━━━ Data to use ━━━

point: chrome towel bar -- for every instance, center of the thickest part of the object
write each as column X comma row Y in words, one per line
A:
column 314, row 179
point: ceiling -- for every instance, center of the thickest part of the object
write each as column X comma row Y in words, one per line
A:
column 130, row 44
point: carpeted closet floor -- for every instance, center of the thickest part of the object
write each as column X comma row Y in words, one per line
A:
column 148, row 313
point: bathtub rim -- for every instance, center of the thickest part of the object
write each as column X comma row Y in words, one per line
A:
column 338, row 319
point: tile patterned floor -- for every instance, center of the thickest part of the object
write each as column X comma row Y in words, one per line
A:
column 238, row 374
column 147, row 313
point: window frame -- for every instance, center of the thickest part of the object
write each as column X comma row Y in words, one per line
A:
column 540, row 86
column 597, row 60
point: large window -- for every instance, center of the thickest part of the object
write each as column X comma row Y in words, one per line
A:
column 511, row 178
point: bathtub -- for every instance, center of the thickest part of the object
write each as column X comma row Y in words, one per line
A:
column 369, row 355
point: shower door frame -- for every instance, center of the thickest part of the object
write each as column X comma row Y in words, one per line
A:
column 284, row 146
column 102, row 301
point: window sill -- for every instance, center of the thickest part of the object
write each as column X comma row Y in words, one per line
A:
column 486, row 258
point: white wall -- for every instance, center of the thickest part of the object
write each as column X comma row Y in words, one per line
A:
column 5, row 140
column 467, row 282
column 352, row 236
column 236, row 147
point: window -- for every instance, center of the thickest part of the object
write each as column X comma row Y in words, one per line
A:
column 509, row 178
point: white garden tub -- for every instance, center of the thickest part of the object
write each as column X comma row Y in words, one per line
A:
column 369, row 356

━━━

● **The task**
From the first line to the last, output the records word for word.

● **Written answer**
point: chrome towel bar -- for every instance, center of the thickest part of the object
write each as column X comma row Y in words, one per line
A:
column 314, row 179
point: ceiling -- for every instance, center of the thickest part of the object
write each as column X comma row Y in words, one per line
A:
column 130, row 44
point: carpeted closet floor -- for every instance, center of the thickest part of the object
write each as column X comma row Y in words, one per line
A:
column 148, row 313
point: bathtub rim -- for every instance, center of the thickest part of the object
write each as column X comma row Y in words, one per line
A:
column 338, row 319
point: tile patterned floor -- for every instance, center of the thickest part of the object
write each as column X comma row Y in words, one per line
A:
column 238, row 374
column 147, row 313
point: window frame -- for every instance, center of the thickest part of the object
write each as column X comma row Y in words, one per line
A:
column 540, row 86
column 597, row 60
point: large window -- for every instance, center of the thickest part of the object
write each as column X comma row Y in words, one per line
A:
column 511, row 178
point: bathtub -- for every instance, center of the thickest part of the object
write each as column X comma row Y in words, one per line
A:
column 369, row 355
point: shower door frame -- for every instance, center of the thickest part of the object
write each as column X comma row Y in words, one per line
A:
column 284, row 146
column 102, row 301
point: window sill -- for every instance, center of the thickest part of the object
write each as column X comma row Y in words, one per line
A:
column 486, row 258
point: white wall -- for every instance, center of the thickest part of the object
write each as column X comma row Y in words, one per line
A:
column 5, row 140
column 467, row 282
column 352, row 236
column 236, row 147
point: window -- for every instance, center of the thickest part of the object
write each as column X comma row Y in words, one per line
A:
column 509, row 178
point: white garden tub -- for every instance, center of the thickest part of the object
write each as column X comma row Y in words, one per line
A:
column 369, row 356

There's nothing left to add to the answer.